### GIVEN INFORMATION:
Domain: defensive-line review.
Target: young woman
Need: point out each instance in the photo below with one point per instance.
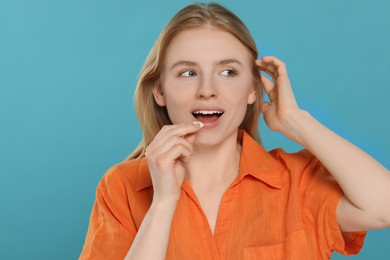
(200, 186)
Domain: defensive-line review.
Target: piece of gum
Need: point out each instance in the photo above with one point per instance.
(199, 123)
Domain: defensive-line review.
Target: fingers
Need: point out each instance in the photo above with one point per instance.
(171, 143)
(267, 84)
(272, 66)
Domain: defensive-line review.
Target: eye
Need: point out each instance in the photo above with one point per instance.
(229, 72)
(188, 74)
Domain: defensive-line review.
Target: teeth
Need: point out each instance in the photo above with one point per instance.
(207, 112)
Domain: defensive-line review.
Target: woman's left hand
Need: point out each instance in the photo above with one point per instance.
(282, 103)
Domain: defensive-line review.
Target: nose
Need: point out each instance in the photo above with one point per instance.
(207, 88)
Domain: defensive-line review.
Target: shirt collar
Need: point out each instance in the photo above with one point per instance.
(255, 161)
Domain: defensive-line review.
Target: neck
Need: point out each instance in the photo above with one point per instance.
(216, 165)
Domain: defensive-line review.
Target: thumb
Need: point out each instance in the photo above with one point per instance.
(264, 107)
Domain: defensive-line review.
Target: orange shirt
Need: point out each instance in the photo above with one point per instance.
(281, 206)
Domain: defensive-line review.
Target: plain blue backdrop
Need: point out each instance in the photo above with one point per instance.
(68, 70)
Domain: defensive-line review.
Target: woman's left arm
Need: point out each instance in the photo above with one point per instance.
(364, 181)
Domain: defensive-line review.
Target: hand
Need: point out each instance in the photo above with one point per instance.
(167, 155)
(282, 103)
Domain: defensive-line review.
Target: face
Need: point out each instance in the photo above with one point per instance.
(207, 77)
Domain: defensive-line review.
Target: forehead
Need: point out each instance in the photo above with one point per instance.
(206, 44)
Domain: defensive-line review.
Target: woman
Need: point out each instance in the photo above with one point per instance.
(200, 186)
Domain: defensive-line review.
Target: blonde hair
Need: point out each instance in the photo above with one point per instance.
(153, 117)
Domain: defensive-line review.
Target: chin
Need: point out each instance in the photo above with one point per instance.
(210, 138)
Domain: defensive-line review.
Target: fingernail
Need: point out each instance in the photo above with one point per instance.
(198, 123)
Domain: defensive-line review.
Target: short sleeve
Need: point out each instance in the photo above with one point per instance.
(111, 229)
(320, 195)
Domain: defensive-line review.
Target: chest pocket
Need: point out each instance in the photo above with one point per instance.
(295, 247)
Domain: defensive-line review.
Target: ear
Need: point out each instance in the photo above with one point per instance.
(158, 95)
(252, 97)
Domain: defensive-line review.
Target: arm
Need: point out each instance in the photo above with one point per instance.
(364, 181)
(166, 157)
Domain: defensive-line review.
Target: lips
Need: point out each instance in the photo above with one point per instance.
(208, 116)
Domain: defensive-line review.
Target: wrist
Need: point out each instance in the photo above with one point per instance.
(295, 124)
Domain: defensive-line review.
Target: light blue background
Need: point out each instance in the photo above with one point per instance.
(68, 70)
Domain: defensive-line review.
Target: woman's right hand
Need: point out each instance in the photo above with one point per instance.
(167, 155)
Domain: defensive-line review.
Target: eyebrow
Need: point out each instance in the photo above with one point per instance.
(192, 63)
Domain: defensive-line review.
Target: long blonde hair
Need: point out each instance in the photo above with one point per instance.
(151, 116)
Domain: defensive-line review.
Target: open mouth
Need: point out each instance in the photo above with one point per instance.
(207, 116)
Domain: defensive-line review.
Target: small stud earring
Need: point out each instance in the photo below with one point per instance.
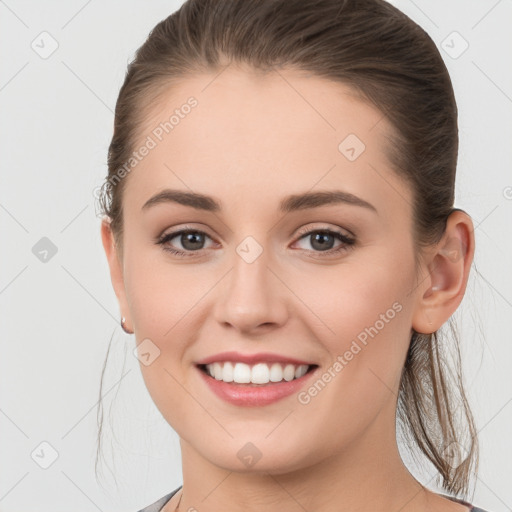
(123, 320)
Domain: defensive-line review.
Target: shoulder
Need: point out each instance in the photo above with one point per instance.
(159, 504)
(471, 507)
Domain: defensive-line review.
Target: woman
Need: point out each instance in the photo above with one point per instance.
(281, 237)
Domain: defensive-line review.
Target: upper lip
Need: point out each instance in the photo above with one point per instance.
(260, 357)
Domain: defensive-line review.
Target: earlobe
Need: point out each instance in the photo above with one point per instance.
(116, 269)
(448, 272)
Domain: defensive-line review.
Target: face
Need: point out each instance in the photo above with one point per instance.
(326, 282)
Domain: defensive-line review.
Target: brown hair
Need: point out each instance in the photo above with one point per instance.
(390, 62)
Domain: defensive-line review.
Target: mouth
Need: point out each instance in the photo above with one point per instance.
(255, 375)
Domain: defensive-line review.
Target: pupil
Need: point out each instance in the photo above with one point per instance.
(191, 239)
(320, 237)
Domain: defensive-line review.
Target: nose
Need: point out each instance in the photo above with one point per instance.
(252, 297)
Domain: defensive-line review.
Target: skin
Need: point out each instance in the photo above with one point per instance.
(252, 140)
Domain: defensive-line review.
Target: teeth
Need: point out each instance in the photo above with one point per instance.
(260, 373)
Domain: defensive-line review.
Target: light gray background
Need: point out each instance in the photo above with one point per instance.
(58, 316)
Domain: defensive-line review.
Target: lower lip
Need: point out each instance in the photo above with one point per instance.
(254, 395)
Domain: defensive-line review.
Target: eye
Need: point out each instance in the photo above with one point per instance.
(322, 240)
(191, 240)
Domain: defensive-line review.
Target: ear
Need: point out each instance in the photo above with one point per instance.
(447, 269)
(116, 269)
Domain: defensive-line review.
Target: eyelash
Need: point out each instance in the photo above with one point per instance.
(347, 242)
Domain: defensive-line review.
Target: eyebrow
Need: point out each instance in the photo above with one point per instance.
(288, 204)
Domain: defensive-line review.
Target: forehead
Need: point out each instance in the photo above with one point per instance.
(264, 136)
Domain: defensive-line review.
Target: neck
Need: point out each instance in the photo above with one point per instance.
(367, 475)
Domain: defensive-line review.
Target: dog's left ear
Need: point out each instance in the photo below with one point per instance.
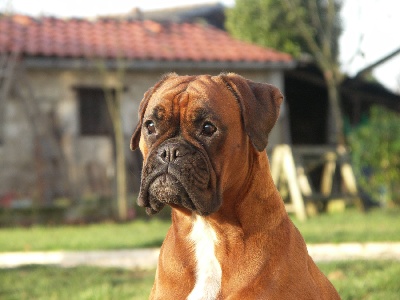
(259, 103)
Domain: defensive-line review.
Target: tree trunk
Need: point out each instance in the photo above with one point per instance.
(335, 127)
(114, 108)
(120, 164)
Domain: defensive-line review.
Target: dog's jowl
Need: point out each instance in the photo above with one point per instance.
(203, 140)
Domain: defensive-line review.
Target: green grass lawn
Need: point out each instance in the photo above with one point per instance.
(138, 234)
(349, 226)
(352, 226)
(353, 279)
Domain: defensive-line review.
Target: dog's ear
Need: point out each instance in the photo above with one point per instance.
(259, 104)
(142, 108)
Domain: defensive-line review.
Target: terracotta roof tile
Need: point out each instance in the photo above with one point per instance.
(140, 40)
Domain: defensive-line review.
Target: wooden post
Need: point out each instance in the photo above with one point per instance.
(282, 161)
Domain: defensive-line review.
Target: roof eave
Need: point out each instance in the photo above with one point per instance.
(154, 65)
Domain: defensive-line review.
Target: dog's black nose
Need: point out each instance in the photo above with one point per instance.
(171, 152)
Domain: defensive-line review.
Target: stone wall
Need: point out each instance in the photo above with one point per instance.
(87, 161)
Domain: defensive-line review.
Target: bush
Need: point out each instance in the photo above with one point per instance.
(375, 151)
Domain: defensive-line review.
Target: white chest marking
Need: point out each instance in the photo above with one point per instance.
(208, 269)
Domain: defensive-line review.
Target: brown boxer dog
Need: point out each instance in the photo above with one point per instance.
(203, 139)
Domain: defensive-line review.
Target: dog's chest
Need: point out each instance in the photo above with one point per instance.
(208, 269)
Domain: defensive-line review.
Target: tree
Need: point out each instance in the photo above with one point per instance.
(113, 97)
(297, 26)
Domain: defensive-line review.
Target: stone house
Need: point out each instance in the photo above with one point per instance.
(55, 131)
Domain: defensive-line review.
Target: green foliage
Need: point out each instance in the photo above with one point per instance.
(270, 23)
(375, 148)
(264, 22)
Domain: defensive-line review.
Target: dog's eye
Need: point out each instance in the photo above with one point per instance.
(208, 129)
(151, 128)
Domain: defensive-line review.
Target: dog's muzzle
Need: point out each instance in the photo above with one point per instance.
(177, 173)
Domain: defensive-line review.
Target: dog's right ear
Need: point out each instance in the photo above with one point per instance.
(142, 108)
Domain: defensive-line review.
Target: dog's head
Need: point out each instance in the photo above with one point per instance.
(194, 133)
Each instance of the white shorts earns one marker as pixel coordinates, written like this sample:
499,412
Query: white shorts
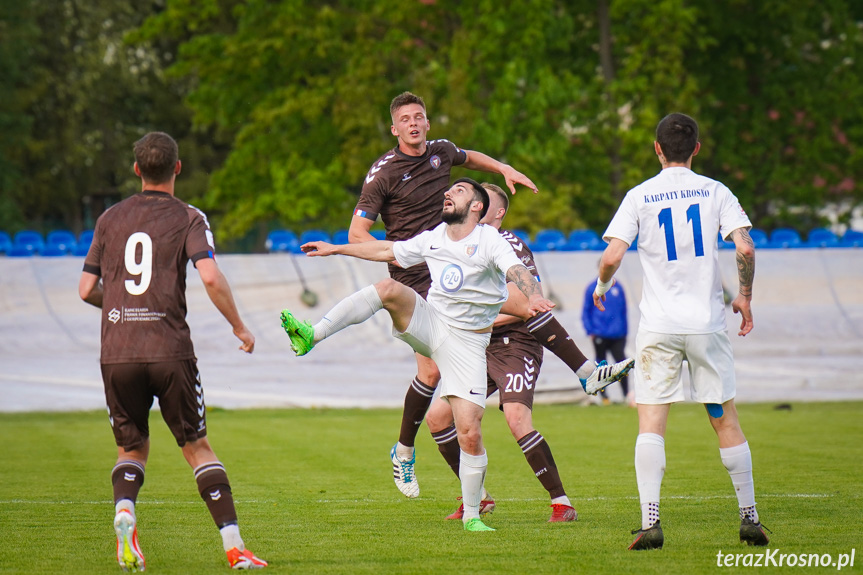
458,353
659,365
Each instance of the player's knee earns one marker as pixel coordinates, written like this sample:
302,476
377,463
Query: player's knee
387,289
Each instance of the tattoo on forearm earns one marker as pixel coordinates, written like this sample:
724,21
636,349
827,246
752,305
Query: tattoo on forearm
523,280
745,264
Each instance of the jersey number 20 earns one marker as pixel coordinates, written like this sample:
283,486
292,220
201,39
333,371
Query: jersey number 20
693,216
144,268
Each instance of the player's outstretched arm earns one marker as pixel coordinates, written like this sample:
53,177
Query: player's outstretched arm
742,304
90,289
374,251
479,161
527,284
608,266
220,294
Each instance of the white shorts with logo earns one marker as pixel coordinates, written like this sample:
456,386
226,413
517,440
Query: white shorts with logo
458,353
659,365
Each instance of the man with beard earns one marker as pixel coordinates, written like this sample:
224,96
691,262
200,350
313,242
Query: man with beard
470,265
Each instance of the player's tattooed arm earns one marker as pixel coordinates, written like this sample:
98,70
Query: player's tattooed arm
524,280
527,284
745,260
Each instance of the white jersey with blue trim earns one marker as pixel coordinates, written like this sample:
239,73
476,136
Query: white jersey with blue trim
677,216
468,276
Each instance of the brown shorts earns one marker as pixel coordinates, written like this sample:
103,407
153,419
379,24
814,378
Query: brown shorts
513,364
129,392
415,277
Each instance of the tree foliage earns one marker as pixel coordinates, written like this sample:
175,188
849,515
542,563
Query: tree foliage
282,105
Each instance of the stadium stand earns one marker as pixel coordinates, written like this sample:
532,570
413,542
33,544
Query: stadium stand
821,238
548,241
784,238
282,241
85,238
312,236
27,243
60,242
583,240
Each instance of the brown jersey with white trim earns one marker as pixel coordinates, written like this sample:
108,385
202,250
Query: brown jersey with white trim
407,192
141,248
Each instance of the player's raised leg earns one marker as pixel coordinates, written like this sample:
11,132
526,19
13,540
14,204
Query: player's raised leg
737,459
215,490
127,477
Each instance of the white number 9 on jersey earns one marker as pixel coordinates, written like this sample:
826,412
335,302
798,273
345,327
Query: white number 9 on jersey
144,268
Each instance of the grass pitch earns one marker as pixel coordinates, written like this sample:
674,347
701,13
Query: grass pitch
314,493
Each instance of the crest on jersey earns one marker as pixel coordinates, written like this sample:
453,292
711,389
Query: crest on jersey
452,278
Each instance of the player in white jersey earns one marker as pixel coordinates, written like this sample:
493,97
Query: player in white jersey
470,264
676,216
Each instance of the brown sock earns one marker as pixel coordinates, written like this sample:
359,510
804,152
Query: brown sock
538,455
447,444
548,331
216,492
127,477
417,400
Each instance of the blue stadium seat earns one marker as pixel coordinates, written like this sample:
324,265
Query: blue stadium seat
784,238
759,238
85,238
21,251
341,237
548,241
62,241
282,241
822,238
522,235
723,245
582,240
29,240
852,239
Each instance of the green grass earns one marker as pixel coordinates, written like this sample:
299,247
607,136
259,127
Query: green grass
314,493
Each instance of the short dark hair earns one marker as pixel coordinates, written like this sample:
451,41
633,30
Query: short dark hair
479,194
404,99
156,155
498,191
677,135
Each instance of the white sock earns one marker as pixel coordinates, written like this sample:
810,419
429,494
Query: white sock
471,471
355,308
586,369
738,461
125,504
649,469
231,537
404,452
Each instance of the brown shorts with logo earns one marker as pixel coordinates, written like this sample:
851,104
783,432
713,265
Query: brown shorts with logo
513,363
129,392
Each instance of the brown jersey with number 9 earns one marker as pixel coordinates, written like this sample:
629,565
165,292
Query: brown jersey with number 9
141,248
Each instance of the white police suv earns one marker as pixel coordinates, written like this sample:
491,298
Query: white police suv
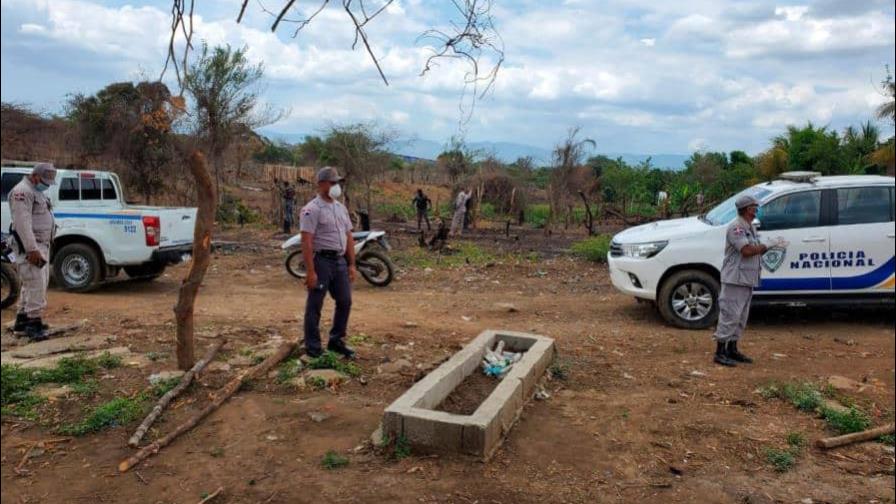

### TASK BRIEF:
Where a line above contains the string "blonde", tally it, then give the number alone.

### SOLUTION FOR THIS TASK:
2